- **Brief**: Print the listing below in its entirety, character for character.

[Segmentation dataset excerpts]
⟨

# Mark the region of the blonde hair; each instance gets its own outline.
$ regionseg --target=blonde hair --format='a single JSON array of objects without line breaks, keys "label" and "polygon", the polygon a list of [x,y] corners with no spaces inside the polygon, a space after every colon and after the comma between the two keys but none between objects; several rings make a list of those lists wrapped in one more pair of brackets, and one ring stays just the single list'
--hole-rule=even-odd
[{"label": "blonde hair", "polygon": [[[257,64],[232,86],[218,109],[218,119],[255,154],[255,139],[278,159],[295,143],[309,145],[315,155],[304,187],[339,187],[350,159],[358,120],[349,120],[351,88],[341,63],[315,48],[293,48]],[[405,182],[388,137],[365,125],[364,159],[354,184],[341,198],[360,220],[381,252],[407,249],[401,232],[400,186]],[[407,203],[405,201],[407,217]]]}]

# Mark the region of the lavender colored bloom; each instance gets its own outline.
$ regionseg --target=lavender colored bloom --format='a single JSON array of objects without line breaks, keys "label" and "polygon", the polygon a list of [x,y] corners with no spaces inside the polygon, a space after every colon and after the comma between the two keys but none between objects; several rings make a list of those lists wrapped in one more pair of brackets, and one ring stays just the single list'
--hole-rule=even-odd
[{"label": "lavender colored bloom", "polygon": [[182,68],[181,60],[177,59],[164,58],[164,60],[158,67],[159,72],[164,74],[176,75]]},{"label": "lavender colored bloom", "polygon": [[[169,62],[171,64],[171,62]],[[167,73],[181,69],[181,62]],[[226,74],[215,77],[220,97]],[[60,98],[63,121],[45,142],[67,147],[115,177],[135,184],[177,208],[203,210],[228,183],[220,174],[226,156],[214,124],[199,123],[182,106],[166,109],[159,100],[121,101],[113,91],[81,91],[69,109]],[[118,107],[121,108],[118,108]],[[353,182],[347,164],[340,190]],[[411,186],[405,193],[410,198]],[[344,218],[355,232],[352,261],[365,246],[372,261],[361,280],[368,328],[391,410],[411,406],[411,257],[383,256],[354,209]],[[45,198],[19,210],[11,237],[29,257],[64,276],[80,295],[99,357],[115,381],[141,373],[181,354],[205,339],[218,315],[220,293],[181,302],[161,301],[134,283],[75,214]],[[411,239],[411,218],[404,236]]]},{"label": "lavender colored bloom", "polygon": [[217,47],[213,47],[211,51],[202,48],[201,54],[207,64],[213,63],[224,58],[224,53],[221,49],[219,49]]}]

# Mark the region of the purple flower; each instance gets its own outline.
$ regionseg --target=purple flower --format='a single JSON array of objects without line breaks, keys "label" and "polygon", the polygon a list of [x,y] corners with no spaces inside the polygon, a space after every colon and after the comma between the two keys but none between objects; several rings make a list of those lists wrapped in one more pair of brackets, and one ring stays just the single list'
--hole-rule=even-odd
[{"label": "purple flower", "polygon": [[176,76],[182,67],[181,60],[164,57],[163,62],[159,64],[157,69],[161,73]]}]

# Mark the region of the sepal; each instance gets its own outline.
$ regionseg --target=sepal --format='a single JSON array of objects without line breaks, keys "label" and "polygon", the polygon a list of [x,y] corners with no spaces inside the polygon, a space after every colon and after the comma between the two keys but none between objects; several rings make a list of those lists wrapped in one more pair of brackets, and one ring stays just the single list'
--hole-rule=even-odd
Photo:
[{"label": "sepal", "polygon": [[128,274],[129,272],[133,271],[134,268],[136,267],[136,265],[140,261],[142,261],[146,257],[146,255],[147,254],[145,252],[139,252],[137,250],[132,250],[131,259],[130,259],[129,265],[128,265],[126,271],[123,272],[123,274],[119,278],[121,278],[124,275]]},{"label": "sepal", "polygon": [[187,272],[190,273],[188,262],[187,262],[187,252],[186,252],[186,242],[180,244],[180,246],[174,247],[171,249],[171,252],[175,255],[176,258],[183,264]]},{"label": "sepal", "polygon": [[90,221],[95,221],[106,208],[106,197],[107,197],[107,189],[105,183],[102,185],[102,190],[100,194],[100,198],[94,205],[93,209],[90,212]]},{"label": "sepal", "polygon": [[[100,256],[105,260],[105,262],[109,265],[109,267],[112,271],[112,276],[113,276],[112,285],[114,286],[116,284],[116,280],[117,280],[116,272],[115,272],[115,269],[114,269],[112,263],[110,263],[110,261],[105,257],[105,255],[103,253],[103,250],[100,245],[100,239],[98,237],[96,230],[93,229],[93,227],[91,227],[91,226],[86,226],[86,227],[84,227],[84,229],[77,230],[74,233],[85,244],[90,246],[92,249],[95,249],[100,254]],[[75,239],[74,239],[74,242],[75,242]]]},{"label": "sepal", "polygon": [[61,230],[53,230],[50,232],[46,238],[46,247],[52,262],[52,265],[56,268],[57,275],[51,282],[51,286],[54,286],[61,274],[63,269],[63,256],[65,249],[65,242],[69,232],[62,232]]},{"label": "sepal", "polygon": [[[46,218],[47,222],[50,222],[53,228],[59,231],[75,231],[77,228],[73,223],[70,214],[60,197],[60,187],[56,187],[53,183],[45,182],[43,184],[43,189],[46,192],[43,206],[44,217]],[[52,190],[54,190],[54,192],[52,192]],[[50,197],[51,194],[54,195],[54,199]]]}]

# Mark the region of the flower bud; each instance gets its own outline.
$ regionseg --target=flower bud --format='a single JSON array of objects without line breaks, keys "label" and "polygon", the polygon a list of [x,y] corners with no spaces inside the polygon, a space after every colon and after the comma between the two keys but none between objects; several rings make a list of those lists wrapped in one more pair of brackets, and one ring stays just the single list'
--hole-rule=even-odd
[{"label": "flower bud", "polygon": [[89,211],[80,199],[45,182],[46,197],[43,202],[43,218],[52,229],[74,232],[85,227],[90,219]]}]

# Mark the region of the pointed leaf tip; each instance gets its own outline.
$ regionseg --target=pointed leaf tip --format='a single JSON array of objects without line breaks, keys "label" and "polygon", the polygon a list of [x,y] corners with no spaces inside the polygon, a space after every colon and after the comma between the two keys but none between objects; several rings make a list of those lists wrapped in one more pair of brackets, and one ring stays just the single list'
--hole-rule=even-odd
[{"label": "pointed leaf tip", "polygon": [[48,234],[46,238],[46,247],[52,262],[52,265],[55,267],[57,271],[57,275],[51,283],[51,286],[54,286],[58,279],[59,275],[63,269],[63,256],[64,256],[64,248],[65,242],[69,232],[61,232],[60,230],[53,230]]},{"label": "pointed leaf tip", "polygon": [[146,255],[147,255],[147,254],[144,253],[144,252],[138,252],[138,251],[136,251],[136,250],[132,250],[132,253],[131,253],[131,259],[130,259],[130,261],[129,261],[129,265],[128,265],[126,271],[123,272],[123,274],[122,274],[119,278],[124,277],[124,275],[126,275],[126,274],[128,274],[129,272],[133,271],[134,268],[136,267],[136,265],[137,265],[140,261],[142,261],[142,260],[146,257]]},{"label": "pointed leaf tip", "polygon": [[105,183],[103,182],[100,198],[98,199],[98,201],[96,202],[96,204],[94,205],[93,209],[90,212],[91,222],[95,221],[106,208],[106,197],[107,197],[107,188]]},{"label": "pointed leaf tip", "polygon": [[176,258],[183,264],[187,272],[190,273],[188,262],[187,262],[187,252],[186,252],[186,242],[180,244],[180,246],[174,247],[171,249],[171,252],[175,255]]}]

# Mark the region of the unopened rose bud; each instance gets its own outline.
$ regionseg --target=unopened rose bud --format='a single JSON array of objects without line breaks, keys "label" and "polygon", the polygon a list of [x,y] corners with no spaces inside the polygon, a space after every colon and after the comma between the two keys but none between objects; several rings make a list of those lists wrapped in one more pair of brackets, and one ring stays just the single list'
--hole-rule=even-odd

⟩

- **Result for this task**:
# Mark the region of the blonde hair; each instance gets its own outline.
$ regionseg --target=blonde hair --format='a single JSON array of objects without line breaks, keys "label" and "polygon", the polygon a list of [x,y] corners with no spaces inside the polygon, a space after every colon and after the comma between the two keys but none between objects; several rings make a list of those lists wrapped in one more pair of brackets, and one ring stays just the single list'
--hole-rule=even-odd
[{"label": "blonde hair", "polygon": [[[257,64],[232,86],[218,109],[218,119],[255,154],[255,139],[278,159],[295,143],[309,145],[315,155],[304,187],[339,187],[350,159],[358,120],[349,120],[351,88],[341,63],[315,48],[293,48]],[[405,182],[388,137],[365,125],[364,159],[354,184],[341,198],[360,220],[381,252],[407,249],[401,232],[400,186]],[[407,203],[405,201],[407,217]]]}]

# Mark the region of the lavender colored bloom; each instance gets its own outline.
$ regionseg --target=lavender colored bloom --format='a single JSON array of objects without line breaks, keys "label" and "polygon", the polygon a list of [x,y] corners with no spaces inside the polygon, a space after every colon and after the comma between the two keys but none between objects; several rings make a list of those lists wrapped in one more pair of brackets, and one ring stays just the single list'
--hole-rule=even-odd
[{"label": "lavender colored bloom", "polygon": [[182,68],[181,60],[177,59],[164,58],[164,60],[158,67],[159,72],[164,74],[176,75]]},{"label": "lavender colored bloom", "polygon": [[[169,62],[171,64],[171,62]],[[167,73],[181,69],[181,62]],[[226,74],[215,77],[220,97]],[[60,98],[63,121],[45,142],[67,147],[115,177],[135,184],[177,208],[203,210],[228,183],[220,174],[226,156],[214,124],[199,123],[182,106],[166,109],[159,100],[121,101],[113,91],[81,91],[69,109]],[[118,107],[121,108],[118,108]],[[353,182],[347,164],[340,190]],[[411,186],[405,193],[410,198]],[[344,218],[355,232],[352,261],[365,246],[372,261],[361,280],[368,328],[391,410],[411,406],[411,257],[383,256],[354,209]],[[45,198],[19,210],[11,237],[29,257],[64,276],[80,295],[99,357],[115,381],[141,373],[181,354],[205,339],[218,315],[220,293],[181,302],[161,301],[134,283],[75,214]],[[411,239],[411,218],[404,236]]]},{"label": "lavender colored bloom", "polygon": [[217,47],[213,47],[211,51],[202,48],[201,54],[207,64],[213,63],[224,58],[224,53],[221,49],[219,49]]}]

# Mark the region of the purple flower; each instance gets its own outline.
$ regionseg --target=purple flower --format='a single JSON array of objects without line breaks, keys "label" and "polygon", the polygon a list of [x,y] corners with no spaces inside the polygon, a space after every colon and after the comma between the two keys but none between objects; several rings make a list of those lists wrapped in one more pair of brackets, and one ring stays just the single list'
--hole-rule=even-odd
[{"label": "purple flower", "polygon": [[176,76],[182,67],[181,60],[164,57],[163,62],[159,64],[157,69],[161,73]]}]

# Mark the region of the sepal; each instance gets its own outline.
$ regionseg --target=sepal --format='a single JSON array of objects without line breaks, keys "label" and "polygon", the polygon a list of [x,y] corners with no spaces inside the polygon, a space after every colon and after the comma between the two keys but none between objects; several rings make a list of those lists wrapped in one more pair of brackets, and one ring stays just the single list'
--hole-rule=even-odd
Photo:
[{"label": "sepal", "polygon": [[128,274],[129,272],[133,271],[134,268],[136,267],[136,265],[140,261],[142,261],[146,257],[146,255],[147,254],[145,252],[139,252],[137,250],[132,250],[131,259],[130,259],[129,265],[128,265],[126,271],[123,272],[123,274],[119,278],[121,278],[124,275]]},{"label": "sepal", "polygon": [[187,272],[190,273],[188,262],[187,262],[187,252],[186,252],[186,242],[180,244],[180,246],[174,247],[171,249],[171,252],[175,255],[176,258],[183,264]]},{"label": "sepal", "polygon": [[90,221],[95,221],[106,208],[106,197],[107,197],[107,189],[105,183],[102,185],[102,190],[100,194],[100,198],[94,205],[93,209],[90,212]]},{"label": "sepal", "polygon": [[[100,256],[105,260],[105,262],[109,265],[109,267],[112,271],[112,276],[113,276],[112,285],[114,286],[116,284],[116,280],[117,280],[116,272],[115,272],[115,269],[114,269],[112,263],[110,263],[110,261],[105,257],[105,255],[103,253],[103,250],[100,245],[100,239],[98,237],[96,230],[93,229],[93,227],[91,227],[91,226],[86,226],[86,227],[84,227],[84,229],[77,230],[74,233],[85,244],[90,246],[92,249],[95,249],[100,254]],[[75,239],[74,239],[74,242],[75,242]]]},{"label": "sepal", "polygon": [[61,230],[53,230],[50,232],[46,238],[46,247],[52,262],[52,265],[56,268],[57,275],[51,282],[51,286],[54,286],[61,274],[63,269],[63,256],[65,249],[65,242],[69,232],[62,232]]},{"label": "sepal", "polygon": [[[46,218],[47,222],[50,222],[53,228],[59,231],[75,231],[77,228],[73,223],[70,214],[60,197],[60,187],[56,187],[53,183],[45,182],[43,184],[43,189],[46,192],[43,206],[44,217]],[[52,190],[54,190],[54,192],[52,192]],[[50,197],[51,194],[54,195],[54,199]]]}]

# Mark the region of the flower bud; each instance gets its own outline.
$ regionseg --target=flower bud --format='a single JSON array of objects without line breaks, keys "label" and "polygon", the polygon a list of [x,y] corners with no spaces inside the polygon, a space after every colon and after the comma between the two keys but none between objects; several rings make a list of those lists wrapped in one more pair of brackets, and one ring stays just the single list'
--hole-rule=even-odd
[{"label": "flower bud", "polygon": [[89,211],[80,199],[45,182],[46,197],[43,202],[43,218],[52,229],[74,232],[85,227],[90,219]]}]

# Mark the region of the pointed leaf tip; each instance gets its own outline.
$ regionseg --target=pointed leaf tip --format='a single JSON array of objects without line breaks, keys "label" and "polygon", the polygon a list of [x,y] corners with no spaces inside the polygon, a space after every colon and after the comma between the two keys but none between objects; several rings make a list of those lists wrapped in one more pair of brackets, and one ring stays just the single list'
--hole-rule=even-odd
[{"label": "pointed leaf tip", "polygon": [[48,234],[46,238],[46,247],[52,262],[52,265],[55,267],[57,271],[57,275],[51,283],[51,286],[54,286],[58,279],[59,275],[63,269],[63,256],[64,256],[64,248],[65,242],[69,232],[61,232],[60,230],[53,230]]},{"label": "pointed leaf tip", "polygon": [[146,255],[147,255],[147,254],[144,253],[144,252],[138,252],[138,251],[136,251],[136,250],[132,250],[132,253],[131,253],[131,259],[130,259],[130,261],[129,261],[129,265],[128,265],[126,271],[123,272],[123,274],[122,274],[119,278],[124,277],[124,275],[126,275],[126,274],[128,274],[129,272],[133,271],[134,268],[136,267],[136,265],[137,265],[140,261],[142,261],[142,260],[146,257]]},{"label": "pointed leaf tip", "polygon": [[105,183],[103,182],[100,198],[98,199],[98,201],[96,202],[96,204],[94,205],[93,209],[90,212],[91,222],[95,221],[106,208],[106,197],[107,197],[107,188]]},{"label": "pointed leaf tip", "polygon": [[176,258],[183,264],[187,272],[190,273],[188,262],[187,262],[187,252],[186,252],[186,242],[180,244],[180,246],[174,247],[171,249],[171,252],[175,255]]}]

# Mark the region of the unopened rose bud; each instance gets its own outline.
$ regionseg --target=unopened rose bud --format='a single JSON array of objects without line breaks, keys "label" and "polygon", the polygon a list of [x,y] corners with no spaces inside the polygon, a space after every colon and after the comma between the two keys but none between objects; several rings make a list of those lists wrapped in one more pair of brackets, and one ring stays just the single list'
--hole-rule=even-odd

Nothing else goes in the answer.